EXERCISE DATA:
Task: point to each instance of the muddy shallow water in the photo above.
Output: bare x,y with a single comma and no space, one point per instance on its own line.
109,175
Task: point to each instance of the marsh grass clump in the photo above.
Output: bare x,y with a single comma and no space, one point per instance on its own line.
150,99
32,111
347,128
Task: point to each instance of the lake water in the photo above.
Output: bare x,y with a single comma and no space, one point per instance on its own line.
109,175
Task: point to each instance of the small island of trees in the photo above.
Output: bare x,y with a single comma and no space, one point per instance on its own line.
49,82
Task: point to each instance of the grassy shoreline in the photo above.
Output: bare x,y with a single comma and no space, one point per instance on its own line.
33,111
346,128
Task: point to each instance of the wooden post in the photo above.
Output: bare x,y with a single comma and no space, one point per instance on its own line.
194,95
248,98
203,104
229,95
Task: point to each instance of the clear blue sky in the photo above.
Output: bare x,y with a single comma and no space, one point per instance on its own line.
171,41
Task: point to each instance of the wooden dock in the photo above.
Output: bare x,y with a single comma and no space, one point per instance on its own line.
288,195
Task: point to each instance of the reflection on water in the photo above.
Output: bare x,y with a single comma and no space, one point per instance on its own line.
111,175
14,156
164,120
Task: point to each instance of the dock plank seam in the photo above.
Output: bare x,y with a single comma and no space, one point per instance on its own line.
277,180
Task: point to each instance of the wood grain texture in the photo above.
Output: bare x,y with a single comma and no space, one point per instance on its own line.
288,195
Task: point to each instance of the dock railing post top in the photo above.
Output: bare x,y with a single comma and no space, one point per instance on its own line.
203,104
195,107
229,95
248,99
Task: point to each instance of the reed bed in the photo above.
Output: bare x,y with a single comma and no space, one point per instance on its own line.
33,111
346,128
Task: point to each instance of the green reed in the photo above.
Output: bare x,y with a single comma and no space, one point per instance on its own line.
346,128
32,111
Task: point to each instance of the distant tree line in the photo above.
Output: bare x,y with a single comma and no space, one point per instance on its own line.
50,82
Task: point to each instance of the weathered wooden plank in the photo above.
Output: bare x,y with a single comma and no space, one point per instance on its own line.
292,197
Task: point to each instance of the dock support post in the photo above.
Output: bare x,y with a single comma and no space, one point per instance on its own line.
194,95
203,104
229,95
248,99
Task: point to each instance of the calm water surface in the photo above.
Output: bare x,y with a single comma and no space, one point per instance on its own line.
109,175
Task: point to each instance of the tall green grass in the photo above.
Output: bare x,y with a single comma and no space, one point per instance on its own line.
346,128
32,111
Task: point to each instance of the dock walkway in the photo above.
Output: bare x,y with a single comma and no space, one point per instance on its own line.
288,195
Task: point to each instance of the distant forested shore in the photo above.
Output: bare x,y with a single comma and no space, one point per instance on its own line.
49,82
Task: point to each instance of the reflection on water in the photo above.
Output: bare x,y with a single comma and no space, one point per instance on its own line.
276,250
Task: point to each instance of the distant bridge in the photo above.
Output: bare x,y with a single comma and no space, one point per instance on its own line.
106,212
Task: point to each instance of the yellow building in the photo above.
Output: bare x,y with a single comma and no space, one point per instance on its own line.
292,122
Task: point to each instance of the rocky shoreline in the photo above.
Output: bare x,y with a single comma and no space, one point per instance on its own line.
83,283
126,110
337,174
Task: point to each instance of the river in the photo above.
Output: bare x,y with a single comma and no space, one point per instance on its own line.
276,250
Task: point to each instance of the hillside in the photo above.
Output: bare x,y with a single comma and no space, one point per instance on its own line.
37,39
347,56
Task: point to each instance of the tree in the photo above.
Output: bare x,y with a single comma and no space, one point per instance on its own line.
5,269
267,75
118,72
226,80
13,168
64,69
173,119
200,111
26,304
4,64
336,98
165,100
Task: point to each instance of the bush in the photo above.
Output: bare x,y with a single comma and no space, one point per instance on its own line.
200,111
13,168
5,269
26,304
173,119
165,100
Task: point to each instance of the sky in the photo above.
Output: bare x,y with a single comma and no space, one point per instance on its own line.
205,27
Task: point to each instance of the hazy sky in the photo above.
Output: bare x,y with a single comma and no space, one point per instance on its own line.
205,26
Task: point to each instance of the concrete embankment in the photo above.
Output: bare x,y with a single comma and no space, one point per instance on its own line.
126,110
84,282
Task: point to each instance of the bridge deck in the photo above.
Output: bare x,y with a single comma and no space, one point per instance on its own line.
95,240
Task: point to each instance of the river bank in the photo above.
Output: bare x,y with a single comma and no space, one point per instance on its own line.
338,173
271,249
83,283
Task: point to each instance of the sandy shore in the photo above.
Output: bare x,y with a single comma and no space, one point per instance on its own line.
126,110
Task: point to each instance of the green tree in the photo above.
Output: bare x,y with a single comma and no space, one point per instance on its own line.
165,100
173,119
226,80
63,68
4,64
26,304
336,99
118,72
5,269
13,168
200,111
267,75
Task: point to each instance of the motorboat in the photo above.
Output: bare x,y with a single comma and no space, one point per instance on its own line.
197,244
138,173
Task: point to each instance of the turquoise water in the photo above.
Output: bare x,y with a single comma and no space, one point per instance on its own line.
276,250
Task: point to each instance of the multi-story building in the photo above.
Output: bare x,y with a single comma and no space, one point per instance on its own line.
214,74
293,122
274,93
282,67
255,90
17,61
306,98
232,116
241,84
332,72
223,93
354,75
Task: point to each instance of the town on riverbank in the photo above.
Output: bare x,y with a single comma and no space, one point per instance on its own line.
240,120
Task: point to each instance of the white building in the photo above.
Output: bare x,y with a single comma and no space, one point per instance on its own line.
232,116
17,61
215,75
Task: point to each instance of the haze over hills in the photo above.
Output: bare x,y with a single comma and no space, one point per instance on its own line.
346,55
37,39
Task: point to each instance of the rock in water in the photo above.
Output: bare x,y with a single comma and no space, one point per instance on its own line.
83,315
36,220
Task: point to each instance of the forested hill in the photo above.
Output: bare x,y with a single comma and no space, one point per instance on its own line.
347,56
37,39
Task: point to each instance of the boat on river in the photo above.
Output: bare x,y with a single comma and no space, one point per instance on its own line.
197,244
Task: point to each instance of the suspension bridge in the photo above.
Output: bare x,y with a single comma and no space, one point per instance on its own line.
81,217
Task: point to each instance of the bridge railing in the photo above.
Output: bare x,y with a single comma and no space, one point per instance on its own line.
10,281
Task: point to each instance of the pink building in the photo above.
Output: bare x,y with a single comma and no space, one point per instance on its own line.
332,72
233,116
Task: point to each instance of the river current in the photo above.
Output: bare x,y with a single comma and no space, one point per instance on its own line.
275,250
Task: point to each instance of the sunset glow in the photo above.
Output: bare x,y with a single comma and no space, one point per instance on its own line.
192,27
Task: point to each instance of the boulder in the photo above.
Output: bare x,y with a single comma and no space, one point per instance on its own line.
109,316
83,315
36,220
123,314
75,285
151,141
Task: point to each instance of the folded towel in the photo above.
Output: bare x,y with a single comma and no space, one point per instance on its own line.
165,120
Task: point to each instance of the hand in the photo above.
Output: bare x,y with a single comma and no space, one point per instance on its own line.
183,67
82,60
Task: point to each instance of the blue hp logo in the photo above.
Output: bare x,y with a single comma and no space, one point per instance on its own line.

EXERCISE GOAL:
Rewrite the material from the line containing "Task: point to each instance of the hand" through its end, keeping every line, and shift each answer coordinate by adding 95 to both its x and its y value.

EXERCISE SOLUTION:
Task: point to each instance of the hand in the photo above.
Output: bare x,y with a single comma and no space, one point per instance on its own line.
278,162
177,155
Task: point to each instance of the blue hp logo in the photo above.
Output: bare x,y with a single comma and no space, one point per instance on its own line.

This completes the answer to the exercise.